_The exercise_: Could you put the records below into a numbered list, one line per item and with no blank lines?

Source records
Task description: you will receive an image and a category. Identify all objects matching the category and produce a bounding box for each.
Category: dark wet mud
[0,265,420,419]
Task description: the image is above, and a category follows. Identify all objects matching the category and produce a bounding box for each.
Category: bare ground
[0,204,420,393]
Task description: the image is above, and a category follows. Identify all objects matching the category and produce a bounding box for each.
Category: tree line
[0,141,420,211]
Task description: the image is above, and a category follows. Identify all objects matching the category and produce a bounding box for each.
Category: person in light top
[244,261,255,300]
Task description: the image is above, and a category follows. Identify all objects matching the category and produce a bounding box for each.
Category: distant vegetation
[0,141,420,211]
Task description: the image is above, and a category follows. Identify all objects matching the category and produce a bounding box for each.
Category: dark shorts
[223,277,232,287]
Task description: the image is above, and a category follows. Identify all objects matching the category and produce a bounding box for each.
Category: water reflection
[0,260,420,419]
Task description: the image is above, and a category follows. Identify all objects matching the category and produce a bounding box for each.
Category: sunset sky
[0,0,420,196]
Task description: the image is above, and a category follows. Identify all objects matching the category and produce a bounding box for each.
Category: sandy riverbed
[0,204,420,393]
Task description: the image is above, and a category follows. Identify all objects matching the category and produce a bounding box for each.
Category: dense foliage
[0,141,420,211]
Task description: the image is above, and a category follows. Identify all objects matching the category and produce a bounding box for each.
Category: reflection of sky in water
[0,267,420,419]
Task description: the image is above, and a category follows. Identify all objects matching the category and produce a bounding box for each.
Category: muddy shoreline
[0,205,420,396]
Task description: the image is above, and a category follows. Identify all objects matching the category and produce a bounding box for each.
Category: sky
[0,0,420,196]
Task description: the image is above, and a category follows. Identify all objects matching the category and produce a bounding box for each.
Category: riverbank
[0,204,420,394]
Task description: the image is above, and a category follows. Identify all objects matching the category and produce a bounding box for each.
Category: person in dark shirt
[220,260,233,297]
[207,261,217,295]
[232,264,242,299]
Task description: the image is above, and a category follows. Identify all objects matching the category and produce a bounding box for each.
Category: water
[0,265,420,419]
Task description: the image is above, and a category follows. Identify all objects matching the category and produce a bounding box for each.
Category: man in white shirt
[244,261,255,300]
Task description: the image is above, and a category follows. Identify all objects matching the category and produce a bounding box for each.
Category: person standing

_Task output_:
1. Task description: you will receive an image and a category. Identify all objects matching the category and produce a bounding box for each.
2. Category: dark wet mud
3. [0,265,420,419]
4. Task description: the image is above, and a category follows. Identify all objects matching the category and produce a bounding box for each.
5. Category: bare ground
6. [0,204,420,393]
7. Task description: the image is above, and a category follows. Identify all objects matching the category and produce a bounding box for each.
8. Category: tree line
9. [0,141,420,211]
10. Task description: the image is above, and a category follows. Identify all objects matching the category and produce a bounding box for each.
11. Category: person in light top
12. [244,261,255,300]
13. Task description: the image is above, and a category follows. Identify all objects matching the category and produce a bounding box for each.
14. Category: distant vegetation
15. [0,141,420,211]
16. Task description: the image is above, and a category follows. Identify all objects matching the category and produce a bounding box for each.
17. Category: dark shorts
18. [223,277,232,287]
19. Task description: the image is above, and a category follows. Identify all objects matching the category and produce a bounding box for each.
20. Category: water reflection
21. [0,260,420,419]
22. Task description: the image is above, and a category follows. Identify all objects matching the category and produce a bounding box for each.
23. Category: sunset sky
24. [0,0,420,196]
25. Task description: the image is above, and a category follows. Identify all objects matching the category and produce a bounding box for each.
26. Category: sandy riverbed
27. [0,204,420,393]
28. Task description: the image is above, and a category follows. Identify all objects matching the category and produce a bounding box for each.
29. Category: dense foliage
30. [0,141,420,211]
31. Task description: the image is above, and a category follows. Identify all objects matching the category and produce a bounding box for each.
32. Category: reflection of sky in water
33. [0,267,420,419]
34. Task description: the image is above, and a category follows. Identify all objects matching the category and produce a bounding box for each.
35. Category: muddy shoreline
36. [0,205,420,396]
37. Task description: the image is above, and a category follows. Identify all objects matching the category and produce a bounding box for each.
38. Category: sky
39. [0,0,420,196]
40. Task description: the image is above, and a category follows. Identify all objects matching the category and produce a bounding box for each.
41. Category: riverbank
42. [0,204,420,394]
43. Task description: the image is above, and a category follows. Identify all objects matching the category and produce a bounding box for each.
44. Category: person in dark shirt
45. [220,260,233,297]
46. [207,261,217,295]
47. [232,264,242,299]
48. Task description: the image is above, and a category follows. Identify all objects matching the category and produce a bounding box for each.
49. Category: water
50. [0,265,420,419]
51. Task description: the image is above, and a category follows. Identify all objects matching the category and produce a bounding box for each.
52. Category: man in white shirt
53. [244,261,255,300]
54. Task description: the image is above, and a category follows. Identify all objects matching the category and produce a bounding box for each.
55. Category: person standing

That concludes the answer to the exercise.